#### WRITTEN INSTRUCTION
Give the data again, word for word.

--- DATA TO USE ---

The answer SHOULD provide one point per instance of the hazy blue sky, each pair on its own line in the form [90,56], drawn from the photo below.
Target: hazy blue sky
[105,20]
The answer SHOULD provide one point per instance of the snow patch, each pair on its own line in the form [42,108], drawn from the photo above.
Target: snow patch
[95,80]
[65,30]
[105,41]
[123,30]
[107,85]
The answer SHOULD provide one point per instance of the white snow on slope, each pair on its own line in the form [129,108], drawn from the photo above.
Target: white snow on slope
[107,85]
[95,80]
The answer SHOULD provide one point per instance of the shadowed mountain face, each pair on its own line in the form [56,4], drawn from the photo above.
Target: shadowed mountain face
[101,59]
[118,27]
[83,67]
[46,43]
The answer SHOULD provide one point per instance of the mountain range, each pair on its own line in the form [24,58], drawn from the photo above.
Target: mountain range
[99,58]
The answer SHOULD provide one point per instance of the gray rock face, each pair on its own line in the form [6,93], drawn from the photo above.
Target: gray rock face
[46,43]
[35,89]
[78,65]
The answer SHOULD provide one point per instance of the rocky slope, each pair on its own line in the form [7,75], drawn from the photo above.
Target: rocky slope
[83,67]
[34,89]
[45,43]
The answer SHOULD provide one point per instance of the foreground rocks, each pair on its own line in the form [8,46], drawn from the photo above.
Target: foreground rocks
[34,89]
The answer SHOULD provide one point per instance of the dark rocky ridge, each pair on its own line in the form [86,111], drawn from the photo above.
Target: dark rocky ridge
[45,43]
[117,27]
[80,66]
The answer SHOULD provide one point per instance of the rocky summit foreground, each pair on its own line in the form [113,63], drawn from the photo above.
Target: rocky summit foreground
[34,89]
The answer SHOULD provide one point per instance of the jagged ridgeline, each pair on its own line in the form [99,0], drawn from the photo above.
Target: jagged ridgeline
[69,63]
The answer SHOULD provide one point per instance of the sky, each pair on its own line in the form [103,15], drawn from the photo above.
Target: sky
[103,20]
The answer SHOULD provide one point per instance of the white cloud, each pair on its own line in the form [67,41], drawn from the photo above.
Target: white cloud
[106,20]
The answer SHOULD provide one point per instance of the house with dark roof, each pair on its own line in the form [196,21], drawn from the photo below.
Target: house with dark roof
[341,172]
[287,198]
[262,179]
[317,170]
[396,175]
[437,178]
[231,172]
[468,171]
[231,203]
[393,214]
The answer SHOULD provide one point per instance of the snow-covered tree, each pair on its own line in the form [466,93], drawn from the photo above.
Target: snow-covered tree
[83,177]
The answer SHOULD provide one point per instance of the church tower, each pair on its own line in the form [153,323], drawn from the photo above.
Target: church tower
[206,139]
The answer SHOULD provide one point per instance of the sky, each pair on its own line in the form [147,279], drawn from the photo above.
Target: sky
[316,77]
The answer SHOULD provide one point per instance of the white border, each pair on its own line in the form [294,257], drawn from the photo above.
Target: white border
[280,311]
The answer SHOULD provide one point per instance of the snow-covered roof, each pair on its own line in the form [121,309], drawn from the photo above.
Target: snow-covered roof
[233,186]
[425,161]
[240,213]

---

#### REPLY TO THE TASK
The answer SHOULD provide one point per instance of the hazy blue sky, each pair on its own line in the form [90,56], drawn from the photo below.
Target: hazy blue sky
[105,20]
The answer SHOULD provide one point per instance of the snow patch, each pair on its own line in the form [42,108], drawn from the photo above.
Target: snow patch
[95,80]
[65,30]
[105,41]
[123,30]
[107,85]
The answer SHOULD provide one point per instance of the white snow on slope, each pair on its own line in the form [129,108], drawn from the photo above.
Target: white snow on slope
[107,85]
[95,80]
The answer SHOULD provide one point per instance of the shadowed mountain face, each pair on its own line in the form [56,4], drawn from the photo above.
Target: shadowed mountain face
[101,59]
[118,27]
[83,67]
[46,43]
The answer SHOULD provide one point per instance of the mountain range, each pair on its own line in the form [24,58], drawn from the photo above.
Target: mountain range
[99,58]
The answer SHOULD provide one point per instance of the gray rock face, each pair on its own line in the form [6,93], drawn from the photo above.
Target: gray rock face
[46,43]
[35,89]
[78,65]
The answer SHOULD provide one point per instance of the rocky slope, each pair on its own line in the form [7,75], drawn from the photo above.
Target: rocky slope
[83,67]
[34,89]
[45,43]
The answer SHOULD provide one point per instance of the foreground rocks, each pair on its own line in the form [8,46], drawn from the photo above.
Target: foreground rocks
[34,89]
The answer SHOULD provide one point per instance of the dark rocky ridge, each pair on its own line in the form [86,111], drawn from the photo above.
Target: dark rocky ridge
[45,43]
[117,27]
[80,66]
The answer SHOULD provide one point per instance of the rocky summit foreground, each pair on its own line in the form [113,63], drawn from the photo above.
Target: rocky summit foreground
[34,89]
The answer SHOULD provide one point per instance of the jagged ridgeline, each pair on its own line in the form [99,0], drawn from the photo above.
Target: jagged ridgeline
[69,63]
The answer SHOULD provide one point per instance of the sky, each pair on its own line in the form [103,15], drawn from the photo above.
Target: sky
[103,20]
The answer SHOULD provide one point per instance of the white cloud, each pair on its own line in the form [67,41], drawn from the photo above.
Target: white cloud
[106,20]
The answer SHOULD provide one point per instance of the house with dark roof, each pair on its own line in the form [196,21], drawn from the photo below.
Target: house with dark roof
[341,172]
[287,198]
[262,179]
[317,170]
[396,175]
[437,178]
[231,172]
[468,171]
[231,203]
[393,214]
The answer SHOULD provide one point per instance of the snow-covered tree, each pair on its own line in the form [466,93], drawn from the photo above.
Target: snow-covered tree
[83,177]
The answer SHOULD provide one point per instance of the church tower, each pair on its own line in the form [153,323], drawn from the photo above.
Target: church tower
[206,139]
The answer SHOULD provide one point per instance of the sky, each pair on its own line in the form [147,279], drawn from the photo above.
Target: sky
[316,77]
The answer SHOULD provide one point per instance of the white border, each pair on its own line in the form [294,257], drawn from the photo above.
Target: white border
[280,311]
The answer SHOULD provide one point per instance of the snow-covered roof, each pair on its own line in the form [121,309], drawn from the photo above.
Target: snow-covered roof
[233,186]
[425,161]
[240,213]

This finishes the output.